• WHAT TO PRODUCE: From the line that includes "Query: street pavement" down to the final line of the data below, copy every line exactly and leave the rest out.

• ENTRIES PROVIDED:
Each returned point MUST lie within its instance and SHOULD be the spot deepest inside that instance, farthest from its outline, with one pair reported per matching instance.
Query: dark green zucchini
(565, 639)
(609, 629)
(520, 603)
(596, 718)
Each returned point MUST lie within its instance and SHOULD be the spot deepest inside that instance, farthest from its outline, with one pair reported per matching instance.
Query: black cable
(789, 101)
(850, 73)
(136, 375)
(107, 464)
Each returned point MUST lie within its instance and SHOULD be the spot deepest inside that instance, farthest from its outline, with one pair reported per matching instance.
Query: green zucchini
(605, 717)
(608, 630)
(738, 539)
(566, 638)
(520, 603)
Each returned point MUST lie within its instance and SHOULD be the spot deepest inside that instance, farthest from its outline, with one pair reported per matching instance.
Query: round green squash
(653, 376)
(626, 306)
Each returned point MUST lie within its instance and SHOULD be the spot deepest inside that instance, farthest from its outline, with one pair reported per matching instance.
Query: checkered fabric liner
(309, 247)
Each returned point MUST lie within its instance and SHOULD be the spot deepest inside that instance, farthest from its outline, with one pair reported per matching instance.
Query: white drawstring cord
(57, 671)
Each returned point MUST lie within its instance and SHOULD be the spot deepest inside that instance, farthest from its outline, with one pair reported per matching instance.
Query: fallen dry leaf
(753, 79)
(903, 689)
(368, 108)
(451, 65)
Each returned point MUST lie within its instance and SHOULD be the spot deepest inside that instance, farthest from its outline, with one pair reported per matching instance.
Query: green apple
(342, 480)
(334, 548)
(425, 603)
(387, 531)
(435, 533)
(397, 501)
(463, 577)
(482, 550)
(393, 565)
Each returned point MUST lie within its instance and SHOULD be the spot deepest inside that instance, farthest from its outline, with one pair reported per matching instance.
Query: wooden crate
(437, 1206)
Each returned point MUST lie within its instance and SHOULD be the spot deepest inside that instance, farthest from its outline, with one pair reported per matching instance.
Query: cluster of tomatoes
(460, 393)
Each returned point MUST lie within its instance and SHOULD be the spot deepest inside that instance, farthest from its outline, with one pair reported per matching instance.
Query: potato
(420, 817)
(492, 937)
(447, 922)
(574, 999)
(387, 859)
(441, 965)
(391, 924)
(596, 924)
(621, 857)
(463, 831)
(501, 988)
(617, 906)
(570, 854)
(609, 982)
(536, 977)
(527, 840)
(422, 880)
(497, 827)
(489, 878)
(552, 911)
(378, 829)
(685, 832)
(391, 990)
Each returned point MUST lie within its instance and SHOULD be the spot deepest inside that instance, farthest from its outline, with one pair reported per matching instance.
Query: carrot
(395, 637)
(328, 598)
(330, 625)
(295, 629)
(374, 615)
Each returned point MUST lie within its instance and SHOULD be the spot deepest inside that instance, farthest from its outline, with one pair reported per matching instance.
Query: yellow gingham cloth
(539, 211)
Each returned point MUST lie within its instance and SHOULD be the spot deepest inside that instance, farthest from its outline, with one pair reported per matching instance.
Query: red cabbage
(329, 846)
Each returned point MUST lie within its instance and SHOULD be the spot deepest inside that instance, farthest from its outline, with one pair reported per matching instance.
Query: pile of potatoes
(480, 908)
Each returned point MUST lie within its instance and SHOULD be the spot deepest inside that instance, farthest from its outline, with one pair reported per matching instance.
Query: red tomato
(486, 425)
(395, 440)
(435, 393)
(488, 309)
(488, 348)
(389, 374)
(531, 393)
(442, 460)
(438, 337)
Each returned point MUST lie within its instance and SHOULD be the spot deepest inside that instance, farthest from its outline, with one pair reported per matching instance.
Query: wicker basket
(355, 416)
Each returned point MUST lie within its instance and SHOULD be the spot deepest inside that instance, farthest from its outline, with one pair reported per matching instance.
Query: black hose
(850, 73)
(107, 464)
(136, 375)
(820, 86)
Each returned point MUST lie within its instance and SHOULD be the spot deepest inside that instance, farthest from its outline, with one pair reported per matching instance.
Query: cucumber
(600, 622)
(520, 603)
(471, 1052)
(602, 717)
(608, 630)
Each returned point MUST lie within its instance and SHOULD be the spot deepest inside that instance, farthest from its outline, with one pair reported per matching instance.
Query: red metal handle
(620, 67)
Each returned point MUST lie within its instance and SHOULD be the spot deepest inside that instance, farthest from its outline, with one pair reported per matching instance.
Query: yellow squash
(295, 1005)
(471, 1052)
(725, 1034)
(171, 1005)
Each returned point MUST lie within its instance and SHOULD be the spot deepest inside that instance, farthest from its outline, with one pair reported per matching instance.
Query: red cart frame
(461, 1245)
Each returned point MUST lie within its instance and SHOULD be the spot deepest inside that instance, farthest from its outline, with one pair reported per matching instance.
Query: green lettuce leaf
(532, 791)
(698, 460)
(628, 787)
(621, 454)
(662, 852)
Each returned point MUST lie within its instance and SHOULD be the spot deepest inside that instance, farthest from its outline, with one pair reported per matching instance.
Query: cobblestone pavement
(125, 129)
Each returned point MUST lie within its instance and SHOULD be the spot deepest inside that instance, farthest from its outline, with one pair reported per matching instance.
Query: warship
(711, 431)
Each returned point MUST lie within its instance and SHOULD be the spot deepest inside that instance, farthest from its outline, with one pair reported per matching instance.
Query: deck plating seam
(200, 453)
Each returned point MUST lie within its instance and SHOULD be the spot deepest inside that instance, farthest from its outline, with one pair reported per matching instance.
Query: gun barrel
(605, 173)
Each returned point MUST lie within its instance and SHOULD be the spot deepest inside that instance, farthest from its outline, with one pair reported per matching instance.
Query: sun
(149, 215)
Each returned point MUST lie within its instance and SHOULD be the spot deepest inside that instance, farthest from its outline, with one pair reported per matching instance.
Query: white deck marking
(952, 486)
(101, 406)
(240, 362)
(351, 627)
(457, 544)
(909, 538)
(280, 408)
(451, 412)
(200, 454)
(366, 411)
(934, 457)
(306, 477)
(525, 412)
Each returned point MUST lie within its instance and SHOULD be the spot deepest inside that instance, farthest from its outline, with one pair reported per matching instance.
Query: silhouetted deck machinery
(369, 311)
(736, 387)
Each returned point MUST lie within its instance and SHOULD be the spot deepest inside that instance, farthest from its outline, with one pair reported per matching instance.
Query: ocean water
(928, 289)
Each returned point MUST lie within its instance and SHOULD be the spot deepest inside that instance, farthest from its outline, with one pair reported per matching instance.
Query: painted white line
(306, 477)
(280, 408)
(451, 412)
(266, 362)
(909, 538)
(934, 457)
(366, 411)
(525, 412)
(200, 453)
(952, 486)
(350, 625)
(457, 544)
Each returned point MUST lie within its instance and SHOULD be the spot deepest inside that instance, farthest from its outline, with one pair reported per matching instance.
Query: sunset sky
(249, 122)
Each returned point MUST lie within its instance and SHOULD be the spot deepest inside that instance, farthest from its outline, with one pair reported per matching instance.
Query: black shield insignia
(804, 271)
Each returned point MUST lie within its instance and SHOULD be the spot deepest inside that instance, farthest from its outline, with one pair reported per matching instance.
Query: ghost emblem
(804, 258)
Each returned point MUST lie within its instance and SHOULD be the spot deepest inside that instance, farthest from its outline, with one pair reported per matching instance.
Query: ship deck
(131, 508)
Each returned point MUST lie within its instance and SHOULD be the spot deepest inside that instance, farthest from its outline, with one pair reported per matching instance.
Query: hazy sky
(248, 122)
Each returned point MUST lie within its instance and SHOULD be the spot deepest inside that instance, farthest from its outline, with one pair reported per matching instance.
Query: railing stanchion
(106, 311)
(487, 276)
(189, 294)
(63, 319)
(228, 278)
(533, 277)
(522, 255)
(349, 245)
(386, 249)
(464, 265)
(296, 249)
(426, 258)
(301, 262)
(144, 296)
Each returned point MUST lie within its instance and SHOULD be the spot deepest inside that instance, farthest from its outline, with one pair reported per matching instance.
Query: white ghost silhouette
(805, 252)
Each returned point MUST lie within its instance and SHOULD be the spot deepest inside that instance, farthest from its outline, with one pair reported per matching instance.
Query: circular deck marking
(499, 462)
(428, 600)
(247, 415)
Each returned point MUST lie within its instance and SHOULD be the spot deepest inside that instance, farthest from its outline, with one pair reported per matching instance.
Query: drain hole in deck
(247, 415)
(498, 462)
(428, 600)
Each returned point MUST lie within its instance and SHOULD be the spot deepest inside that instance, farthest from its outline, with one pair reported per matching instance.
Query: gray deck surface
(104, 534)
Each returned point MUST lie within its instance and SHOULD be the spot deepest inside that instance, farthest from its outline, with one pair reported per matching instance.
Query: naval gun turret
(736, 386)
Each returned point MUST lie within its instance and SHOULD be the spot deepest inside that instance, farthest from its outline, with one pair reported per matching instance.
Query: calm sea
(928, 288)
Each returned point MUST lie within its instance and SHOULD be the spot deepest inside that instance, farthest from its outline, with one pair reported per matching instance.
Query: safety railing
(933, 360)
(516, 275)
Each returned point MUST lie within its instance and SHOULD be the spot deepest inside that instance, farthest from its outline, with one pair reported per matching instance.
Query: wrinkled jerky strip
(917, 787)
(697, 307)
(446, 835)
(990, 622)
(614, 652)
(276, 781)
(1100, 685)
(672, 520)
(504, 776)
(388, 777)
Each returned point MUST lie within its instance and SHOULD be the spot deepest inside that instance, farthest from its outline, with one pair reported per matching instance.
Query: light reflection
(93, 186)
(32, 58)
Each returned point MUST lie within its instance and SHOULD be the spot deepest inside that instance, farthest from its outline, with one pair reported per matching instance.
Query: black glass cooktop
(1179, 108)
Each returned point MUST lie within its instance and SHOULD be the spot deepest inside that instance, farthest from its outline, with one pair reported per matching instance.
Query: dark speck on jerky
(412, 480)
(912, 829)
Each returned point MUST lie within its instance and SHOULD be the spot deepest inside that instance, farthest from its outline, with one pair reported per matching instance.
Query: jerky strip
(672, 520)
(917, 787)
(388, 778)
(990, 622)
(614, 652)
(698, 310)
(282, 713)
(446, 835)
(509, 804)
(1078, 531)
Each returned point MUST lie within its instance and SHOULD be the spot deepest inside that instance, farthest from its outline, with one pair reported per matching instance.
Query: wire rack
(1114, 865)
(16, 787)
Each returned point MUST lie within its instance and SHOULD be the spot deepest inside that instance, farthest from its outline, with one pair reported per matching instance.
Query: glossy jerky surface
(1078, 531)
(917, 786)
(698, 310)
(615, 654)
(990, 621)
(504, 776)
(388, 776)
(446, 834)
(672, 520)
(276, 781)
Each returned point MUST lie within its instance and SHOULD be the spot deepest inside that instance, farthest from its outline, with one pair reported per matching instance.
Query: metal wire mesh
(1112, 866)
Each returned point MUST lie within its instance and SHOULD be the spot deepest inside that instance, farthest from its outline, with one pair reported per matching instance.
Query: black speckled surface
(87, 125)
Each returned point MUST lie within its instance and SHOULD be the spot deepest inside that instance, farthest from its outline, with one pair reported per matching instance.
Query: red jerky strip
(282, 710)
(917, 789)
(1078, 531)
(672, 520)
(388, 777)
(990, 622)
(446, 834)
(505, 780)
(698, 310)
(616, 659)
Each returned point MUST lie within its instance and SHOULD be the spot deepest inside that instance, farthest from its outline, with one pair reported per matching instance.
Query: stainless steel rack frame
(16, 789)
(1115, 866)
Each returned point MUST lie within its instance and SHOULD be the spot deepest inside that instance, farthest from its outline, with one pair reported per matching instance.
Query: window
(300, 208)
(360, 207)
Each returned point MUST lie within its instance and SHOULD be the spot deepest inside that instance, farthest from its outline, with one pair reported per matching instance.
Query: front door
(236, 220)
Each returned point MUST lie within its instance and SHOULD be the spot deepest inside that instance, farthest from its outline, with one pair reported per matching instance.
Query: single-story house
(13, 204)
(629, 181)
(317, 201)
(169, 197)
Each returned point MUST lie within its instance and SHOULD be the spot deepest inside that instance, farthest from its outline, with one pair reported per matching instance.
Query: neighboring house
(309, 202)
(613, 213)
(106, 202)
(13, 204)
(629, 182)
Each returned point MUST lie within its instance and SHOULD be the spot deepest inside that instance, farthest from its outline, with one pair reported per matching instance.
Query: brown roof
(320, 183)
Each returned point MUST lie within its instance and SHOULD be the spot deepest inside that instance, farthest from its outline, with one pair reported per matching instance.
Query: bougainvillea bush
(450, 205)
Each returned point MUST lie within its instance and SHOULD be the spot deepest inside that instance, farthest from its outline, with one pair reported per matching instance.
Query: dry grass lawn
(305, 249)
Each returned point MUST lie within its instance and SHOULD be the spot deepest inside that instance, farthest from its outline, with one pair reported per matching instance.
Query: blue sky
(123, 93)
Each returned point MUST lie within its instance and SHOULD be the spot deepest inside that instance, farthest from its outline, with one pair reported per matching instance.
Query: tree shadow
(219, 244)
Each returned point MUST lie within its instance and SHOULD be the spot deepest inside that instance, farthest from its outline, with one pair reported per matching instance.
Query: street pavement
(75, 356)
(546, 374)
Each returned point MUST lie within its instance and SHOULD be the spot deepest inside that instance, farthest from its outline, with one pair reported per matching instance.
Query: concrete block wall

• TASK RESULT:
Query: street pavement
(75, 356)
(546, 374)
Each returned point MUST lie within its instance and SHOULD be the spot deepest inside that instance, farthest from its outline, with one pair reported per matching instance.
Query: concrete block wall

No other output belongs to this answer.